Dataset records
╭──
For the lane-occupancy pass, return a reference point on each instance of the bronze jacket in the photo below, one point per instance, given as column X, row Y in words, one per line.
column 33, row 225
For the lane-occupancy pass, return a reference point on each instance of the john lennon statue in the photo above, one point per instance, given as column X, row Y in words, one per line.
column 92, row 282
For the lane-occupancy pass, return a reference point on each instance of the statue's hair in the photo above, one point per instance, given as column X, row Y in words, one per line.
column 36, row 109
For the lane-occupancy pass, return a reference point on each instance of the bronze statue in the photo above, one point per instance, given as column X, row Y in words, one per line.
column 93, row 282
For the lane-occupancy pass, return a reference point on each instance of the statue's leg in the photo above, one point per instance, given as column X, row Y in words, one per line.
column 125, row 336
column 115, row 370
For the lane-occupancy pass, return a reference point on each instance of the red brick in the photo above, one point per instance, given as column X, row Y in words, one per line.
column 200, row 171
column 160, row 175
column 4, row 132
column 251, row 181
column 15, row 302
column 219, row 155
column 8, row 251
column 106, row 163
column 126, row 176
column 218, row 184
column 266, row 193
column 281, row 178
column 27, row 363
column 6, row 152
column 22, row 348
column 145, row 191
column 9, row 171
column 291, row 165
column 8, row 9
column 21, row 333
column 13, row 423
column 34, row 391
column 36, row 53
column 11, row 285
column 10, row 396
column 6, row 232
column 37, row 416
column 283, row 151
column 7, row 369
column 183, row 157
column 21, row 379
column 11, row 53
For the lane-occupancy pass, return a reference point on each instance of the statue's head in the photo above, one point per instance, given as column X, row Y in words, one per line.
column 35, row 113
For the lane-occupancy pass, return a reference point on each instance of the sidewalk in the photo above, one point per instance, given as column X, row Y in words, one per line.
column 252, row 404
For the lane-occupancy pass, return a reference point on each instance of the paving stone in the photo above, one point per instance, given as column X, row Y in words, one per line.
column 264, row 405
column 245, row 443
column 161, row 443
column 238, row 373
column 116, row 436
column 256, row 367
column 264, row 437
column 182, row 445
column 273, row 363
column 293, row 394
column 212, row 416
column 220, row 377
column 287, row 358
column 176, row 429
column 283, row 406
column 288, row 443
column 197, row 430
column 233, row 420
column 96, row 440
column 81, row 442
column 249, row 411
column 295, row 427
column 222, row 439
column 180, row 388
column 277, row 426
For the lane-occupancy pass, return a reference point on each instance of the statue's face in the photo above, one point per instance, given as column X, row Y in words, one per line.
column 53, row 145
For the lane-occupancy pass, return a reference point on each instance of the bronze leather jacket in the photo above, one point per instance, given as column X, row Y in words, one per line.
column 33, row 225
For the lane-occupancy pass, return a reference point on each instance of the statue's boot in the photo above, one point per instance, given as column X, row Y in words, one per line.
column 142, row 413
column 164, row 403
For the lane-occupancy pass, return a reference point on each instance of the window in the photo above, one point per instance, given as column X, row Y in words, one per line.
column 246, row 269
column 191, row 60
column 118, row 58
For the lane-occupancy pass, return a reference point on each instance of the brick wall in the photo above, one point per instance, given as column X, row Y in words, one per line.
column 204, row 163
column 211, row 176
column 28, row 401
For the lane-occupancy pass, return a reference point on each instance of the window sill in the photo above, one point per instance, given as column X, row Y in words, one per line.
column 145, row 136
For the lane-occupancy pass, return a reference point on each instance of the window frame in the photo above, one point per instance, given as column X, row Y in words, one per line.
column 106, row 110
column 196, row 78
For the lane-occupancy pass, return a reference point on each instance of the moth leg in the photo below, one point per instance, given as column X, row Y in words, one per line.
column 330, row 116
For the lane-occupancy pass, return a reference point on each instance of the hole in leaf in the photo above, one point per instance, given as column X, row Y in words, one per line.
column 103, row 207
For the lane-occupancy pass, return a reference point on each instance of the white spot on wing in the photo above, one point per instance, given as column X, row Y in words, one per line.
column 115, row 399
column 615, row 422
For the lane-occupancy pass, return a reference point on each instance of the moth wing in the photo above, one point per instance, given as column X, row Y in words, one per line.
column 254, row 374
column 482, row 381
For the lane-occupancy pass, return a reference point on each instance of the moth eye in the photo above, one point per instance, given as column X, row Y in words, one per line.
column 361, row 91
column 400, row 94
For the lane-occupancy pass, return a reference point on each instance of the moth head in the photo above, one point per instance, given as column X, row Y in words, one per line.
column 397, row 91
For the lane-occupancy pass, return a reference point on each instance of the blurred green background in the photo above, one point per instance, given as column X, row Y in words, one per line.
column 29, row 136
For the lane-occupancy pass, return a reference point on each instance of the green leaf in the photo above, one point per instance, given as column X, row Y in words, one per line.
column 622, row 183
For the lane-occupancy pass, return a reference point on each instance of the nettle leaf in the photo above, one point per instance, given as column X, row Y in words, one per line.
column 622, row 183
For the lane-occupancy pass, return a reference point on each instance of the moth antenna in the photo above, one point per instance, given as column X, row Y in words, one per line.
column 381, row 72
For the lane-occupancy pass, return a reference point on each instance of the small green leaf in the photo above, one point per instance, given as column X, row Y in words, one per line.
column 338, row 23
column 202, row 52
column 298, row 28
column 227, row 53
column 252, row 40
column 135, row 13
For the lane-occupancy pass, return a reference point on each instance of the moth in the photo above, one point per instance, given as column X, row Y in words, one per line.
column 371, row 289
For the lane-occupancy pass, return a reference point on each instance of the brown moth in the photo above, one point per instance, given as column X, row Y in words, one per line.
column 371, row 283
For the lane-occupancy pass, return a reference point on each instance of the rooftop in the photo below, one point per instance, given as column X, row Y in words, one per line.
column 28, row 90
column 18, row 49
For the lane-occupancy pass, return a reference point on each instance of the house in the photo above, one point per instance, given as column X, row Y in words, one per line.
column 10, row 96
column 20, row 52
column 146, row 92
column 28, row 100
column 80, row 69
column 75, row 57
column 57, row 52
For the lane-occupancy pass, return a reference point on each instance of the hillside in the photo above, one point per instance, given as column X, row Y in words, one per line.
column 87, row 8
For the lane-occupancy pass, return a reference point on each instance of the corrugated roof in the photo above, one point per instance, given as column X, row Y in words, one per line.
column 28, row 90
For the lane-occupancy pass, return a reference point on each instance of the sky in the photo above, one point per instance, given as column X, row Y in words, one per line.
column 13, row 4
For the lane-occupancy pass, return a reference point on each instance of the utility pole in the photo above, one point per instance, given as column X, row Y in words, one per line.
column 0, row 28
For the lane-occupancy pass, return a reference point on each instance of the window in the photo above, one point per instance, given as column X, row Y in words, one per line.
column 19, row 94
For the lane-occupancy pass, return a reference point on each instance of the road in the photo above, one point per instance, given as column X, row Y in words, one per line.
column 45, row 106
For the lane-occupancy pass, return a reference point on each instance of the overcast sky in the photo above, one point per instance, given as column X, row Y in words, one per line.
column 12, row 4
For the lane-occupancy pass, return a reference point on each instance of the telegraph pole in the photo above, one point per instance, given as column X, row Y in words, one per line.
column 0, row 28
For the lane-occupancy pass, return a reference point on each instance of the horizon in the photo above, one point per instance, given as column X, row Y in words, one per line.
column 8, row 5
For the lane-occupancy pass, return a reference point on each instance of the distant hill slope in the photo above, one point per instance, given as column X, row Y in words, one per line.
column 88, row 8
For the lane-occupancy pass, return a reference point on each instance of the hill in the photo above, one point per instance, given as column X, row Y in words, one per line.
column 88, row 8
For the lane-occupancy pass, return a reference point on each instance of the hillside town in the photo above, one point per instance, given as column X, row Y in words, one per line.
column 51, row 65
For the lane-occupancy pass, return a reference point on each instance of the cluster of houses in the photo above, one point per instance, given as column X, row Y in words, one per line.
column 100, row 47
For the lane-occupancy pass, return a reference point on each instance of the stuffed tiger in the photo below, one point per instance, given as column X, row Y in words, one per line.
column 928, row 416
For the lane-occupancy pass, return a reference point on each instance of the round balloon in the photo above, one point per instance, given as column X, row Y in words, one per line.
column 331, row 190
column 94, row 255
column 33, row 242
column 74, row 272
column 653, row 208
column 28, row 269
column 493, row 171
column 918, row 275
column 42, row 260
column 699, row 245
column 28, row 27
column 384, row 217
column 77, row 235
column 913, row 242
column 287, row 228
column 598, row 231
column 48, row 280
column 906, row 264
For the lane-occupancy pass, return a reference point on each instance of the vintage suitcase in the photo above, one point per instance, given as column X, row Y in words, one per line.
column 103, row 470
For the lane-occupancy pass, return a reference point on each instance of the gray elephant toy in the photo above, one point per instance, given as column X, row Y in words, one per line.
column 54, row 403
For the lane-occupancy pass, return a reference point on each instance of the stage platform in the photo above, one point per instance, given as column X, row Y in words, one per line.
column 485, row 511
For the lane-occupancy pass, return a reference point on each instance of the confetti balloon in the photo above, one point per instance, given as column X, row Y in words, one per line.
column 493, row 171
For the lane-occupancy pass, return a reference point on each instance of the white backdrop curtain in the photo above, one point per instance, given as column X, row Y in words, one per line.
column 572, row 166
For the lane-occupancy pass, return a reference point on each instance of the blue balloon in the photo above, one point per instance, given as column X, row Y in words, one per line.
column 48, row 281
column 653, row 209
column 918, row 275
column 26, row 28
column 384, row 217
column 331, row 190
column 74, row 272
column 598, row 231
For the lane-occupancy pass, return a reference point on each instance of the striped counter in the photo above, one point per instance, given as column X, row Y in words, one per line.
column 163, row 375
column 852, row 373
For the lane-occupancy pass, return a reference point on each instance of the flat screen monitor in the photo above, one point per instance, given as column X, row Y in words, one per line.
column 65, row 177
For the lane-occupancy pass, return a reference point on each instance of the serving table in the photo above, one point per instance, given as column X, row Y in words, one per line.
╰──
• Aim of the task
Copy, word for word, the lines of the material above from the line containing "of the distant" up to and including the line containing "column 54, row 403".

• Result of the task
For the lane-occupancy pass, return a reference point on each instance of the distant hill slope in the photo above, one point per instance, given as column X, row Y in words, one per line.
column 88, row 8
For the lane-occupancy pass, return a reference point on each instance of the hill in the photo above, one point per instance, given as column X, row Y in words, one per line.
column 88, row 8
For the lane-occupancy pass, return a reference point on each instance of the hillside town in the photo above, one point per instance, given as column X, row Y in words, one per line.
column 51, row 65
For the lane-occupancy pass, return a reference point on each instance of the cluster of houses in the photo above, one point per instance, given as column X, row Y in words, one per line.
column 100, row 47
For the lane-occupancy pass, return a reference point on each instance of the stuffed tiger in the photo below, one point per instance, given as column X, row Y in words, one per line.
column 928, row 416
For the lane-occupancy pass, return a reference point on each instance of the round balloon in the photo above, one point per instance, given as column X, row Y in words, one per line.
column 331, row 190
column 94, row 255
column 33, row 242
column 74, row 272
column 653, row 208
column 28, row 269
column 493, row 171
column 918, row 275
column 42, row 260
column 699, row 245
column 28, row 27
column 384, row 217
column 77, row 235
column 913, row 242
column 287, row 228
column 598, row 231
column 48, row 280
column 906, row 264
For the lane-occupancy pass, return a reference point on each instance of the vintage suitcase in the photo above, one point per instance, given as column X, row Y in words, one per line.
column 103, row 470
For the lane-occupancy pass, return a reference point on each instance of the gray elephant toy in the photo above, one point per instance, given as column X, row Y in words, one per line.
column 54, row 403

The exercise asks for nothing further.